# Task:
Write out unchanged everything in the records from the line containing "44, row 707." down to the line containing "column 152, row 164", including both of those lines.
# start of Given records
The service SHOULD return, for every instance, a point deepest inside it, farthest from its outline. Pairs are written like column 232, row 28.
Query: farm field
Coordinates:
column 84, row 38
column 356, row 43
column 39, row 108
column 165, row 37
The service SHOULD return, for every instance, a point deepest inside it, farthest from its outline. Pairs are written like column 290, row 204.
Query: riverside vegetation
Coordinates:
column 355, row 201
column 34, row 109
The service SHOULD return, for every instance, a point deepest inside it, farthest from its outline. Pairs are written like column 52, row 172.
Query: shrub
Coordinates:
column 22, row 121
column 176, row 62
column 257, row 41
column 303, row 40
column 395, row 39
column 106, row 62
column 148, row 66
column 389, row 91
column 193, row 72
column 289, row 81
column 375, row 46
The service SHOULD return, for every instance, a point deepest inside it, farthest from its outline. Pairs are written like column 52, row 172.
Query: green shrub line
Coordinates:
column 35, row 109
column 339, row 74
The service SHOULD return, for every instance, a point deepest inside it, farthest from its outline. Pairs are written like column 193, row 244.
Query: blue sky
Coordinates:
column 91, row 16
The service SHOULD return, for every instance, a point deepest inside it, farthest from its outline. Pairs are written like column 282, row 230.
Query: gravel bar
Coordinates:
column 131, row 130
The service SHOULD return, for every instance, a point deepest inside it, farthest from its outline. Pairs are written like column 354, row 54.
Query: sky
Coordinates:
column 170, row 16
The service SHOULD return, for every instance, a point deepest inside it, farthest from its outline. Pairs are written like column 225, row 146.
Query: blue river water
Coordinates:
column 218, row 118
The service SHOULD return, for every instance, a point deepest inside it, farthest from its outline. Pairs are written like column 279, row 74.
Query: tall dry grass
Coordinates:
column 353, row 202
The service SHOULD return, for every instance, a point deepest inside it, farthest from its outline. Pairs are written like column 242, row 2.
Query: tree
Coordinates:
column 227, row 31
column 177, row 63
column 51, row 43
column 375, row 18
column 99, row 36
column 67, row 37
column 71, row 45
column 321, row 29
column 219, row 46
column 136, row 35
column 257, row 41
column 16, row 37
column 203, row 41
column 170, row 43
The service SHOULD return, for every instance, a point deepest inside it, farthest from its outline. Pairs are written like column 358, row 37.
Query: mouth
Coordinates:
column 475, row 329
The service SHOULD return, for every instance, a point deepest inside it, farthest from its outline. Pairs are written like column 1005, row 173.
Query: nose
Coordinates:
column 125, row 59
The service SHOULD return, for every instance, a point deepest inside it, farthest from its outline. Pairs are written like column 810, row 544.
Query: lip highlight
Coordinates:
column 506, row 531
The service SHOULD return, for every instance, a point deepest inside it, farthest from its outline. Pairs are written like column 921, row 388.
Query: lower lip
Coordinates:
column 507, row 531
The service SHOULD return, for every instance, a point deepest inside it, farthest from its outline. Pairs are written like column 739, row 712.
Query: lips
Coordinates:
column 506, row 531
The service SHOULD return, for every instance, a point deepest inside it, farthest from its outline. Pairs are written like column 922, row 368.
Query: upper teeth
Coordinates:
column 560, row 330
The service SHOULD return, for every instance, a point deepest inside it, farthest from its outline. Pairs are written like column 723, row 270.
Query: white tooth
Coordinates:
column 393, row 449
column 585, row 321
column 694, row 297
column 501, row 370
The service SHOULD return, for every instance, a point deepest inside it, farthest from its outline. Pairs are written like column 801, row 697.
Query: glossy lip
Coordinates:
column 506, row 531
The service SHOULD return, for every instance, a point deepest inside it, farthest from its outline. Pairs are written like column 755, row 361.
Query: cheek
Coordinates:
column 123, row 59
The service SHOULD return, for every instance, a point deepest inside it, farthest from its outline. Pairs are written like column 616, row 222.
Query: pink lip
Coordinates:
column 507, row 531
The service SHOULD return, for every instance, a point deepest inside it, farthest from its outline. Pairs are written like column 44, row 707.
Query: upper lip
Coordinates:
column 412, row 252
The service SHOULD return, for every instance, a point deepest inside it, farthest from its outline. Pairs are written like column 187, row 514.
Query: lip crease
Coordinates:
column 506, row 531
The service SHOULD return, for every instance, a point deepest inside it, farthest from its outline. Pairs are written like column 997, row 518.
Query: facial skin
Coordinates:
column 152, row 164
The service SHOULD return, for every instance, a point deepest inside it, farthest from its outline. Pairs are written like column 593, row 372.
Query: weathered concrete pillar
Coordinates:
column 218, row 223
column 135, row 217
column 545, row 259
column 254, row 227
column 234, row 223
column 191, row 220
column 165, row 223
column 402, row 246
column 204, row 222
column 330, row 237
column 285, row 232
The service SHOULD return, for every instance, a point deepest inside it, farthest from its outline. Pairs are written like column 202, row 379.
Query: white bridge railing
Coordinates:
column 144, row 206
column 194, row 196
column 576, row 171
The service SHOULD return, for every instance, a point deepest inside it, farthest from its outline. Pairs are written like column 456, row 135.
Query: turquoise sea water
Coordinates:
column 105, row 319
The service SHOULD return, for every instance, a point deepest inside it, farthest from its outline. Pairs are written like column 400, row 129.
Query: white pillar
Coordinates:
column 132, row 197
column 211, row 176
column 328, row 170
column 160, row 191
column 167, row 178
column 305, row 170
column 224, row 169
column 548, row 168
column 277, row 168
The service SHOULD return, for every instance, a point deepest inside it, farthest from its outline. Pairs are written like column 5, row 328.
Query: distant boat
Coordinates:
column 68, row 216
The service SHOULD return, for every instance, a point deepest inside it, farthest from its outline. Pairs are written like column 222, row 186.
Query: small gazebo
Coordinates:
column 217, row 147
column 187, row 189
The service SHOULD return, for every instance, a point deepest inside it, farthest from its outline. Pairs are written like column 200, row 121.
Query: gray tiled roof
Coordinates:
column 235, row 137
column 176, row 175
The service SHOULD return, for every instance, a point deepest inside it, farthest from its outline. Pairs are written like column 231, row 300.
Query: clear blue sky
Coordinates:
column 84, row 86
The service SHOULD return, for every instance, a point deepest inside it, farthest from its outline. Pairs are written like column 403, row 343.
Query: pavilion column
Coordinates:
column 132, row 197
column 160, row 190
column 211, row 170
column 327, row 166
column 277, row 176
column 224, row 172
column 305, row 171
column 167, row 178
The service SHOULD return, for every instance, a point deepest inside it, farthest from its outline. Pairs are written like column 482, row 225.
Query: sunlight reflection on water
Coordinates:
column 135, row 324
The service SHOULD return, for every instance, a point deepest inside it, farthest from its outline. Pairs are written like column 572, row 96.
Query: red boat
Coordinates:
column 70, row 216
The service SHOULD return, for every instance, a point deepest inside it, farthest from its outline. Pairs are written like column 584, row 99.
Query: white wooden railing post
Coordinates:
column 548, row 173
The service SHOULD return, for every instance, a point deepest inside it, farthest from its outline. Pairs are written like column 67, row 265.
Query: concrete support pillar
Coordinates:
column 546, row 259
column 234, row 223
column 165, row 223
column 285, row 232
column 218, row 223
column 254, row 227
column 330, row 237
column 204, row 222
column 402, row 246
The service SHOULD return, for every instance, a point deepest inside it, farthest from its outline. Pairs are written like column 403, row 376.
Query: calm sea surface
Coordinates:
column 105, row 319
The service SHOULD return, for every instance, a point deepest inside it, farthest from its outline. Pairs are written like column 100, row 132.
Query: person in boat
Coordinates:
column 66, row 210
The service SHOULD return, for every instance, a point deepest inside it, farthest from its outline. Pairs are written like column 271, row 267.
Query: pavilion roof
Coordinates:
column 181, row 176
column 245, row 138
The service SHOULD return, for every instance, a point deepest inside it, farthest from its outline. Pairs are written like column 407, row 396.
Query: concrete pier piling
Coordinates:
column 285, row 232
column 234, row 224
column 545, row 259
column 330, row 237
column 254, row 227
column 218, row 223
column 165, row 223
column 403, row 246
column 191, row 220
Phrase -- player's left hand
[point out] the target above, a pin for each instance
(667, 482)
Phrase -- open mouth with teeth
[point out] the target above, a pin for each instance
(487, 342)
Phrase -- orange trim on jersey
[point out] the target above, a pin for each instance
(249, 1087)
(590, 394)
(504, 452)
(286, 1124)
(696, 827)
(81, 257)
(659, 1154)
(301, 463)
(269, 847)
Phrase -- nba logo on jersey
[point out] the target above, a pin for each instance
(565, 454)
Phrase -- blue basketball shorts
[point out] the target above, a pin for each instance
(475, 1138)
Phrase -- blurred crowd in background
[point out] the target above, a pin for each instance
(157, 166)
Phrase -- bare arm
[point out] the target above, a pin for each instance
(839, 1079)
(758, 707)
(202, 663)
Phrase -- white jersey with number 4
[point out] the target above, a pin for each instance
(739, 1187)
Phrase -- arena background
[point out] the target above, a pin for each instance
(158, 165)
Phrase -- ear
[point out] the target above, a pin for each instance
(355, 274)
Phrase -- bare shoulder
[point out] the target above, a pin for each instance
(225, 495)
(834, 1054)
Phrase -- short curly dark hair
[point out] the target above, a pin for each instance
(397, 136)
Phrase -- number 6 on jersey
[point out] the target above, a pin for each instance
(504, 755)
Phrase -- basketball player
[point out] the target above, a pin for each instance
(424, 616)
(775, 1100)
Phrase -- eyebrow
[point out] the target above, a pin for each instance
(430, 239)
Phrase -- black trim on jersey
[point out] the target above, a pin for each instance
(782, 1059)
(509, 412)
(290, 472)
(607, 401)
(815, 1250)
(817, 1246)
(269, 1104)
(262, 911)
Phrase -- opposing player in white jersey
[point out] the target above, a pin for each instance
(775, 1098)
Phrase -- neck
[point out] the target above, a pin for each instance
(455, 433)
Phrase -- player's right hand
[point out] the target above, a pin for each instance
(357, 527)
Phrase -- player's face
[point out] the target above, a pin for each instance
# end of Given records
# Task solution:
The service SHOULD return, for every instance, a point deepest inside it, farthest from its outline. Pairs are written like column 44, row 707.
Query: upper lip
Coordinates:
column 412, row 252
The service SHOULD return, for every instance, a point deepest inside it, farthest from its outline. Pairs are written like column 187, row 514.
Query: lip crease
Coordinates:
column 506, row 531
The service SHOULD return, for every instance, a point deepest inside it, farthest from its outline. Pairs are written like column 997, row 518.
Query: facial skin
Coordinates:
column 152, row 164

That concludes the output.